* PASSAGE GIVEN:
Solved on Jan 18, 2024

Solve the system of linear equations represented by the given augmented matrix using Gauss-Jordan method. Perform the row operations and find the values of $x$ , $y$ , and $z$ .

STEP 1

Assumptions
1. We are given an augmented matrix representing a system of linear equations.
2. We will use the Gauss-Jordan elimination method to solve the system.
3. The row operations are given step by step, and we need to apply them to the matrix.
4. The final matrix will be in reduced-row echelon form, from which we can read off the solutions for $x$ , $y$ , and $z$ .

* INFORMATION PROVIDED:

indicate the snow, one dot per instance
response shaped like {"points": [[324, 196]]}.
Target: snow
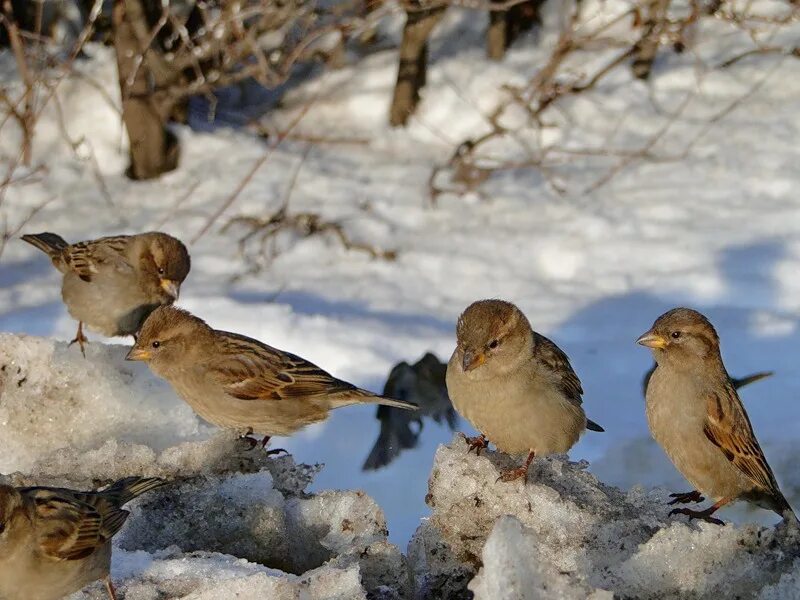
{"points": [[711, 221]]}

* SET TASK A: In the Gauss-Jordan solution, why does bringing the matrix to reduced-row echelon form complete the work?
* SET TASK B: Carry on with the Gauss-Jordan solution, starting after its last sentence.

* EXERCISE ANSWER A: Once the matrix is in reduced-row echelon form, the solutions for $x$, $y$, and $z$ can be read off directly.

* EXERCISE ANSWER B:
STEP 2

The given augmented matrix is: $\left[\begin{array}{cccc} 2 & 1 & 1 & 6 \\ 1 & -1 & -1 & -3 \\ 3 & 1 & 2 & 7 \end{array}\right]$ The first row operation is $R_{1} \longleftrightarrow R_{2}$ , which means we swap the first and second rows.

STEP 3

After swapping $R_{1}$ and $R_{2}$ , the matrix becomes: $\left[\begin{array}{cccc} 1 & -1 & -1 & -3 \\ 2 & 1 & 1 & 6 \\ 3 & 1 & 2 & 7 \end{array}\right]$

STEP 4

The next row operations are $R_{2}=-2 R_{1}+R_{2}$ and $R_{3}=-3 R_{1}+R_{3}$ . Apply these operations to eliminate the coefficients below the leading 1 in the first column.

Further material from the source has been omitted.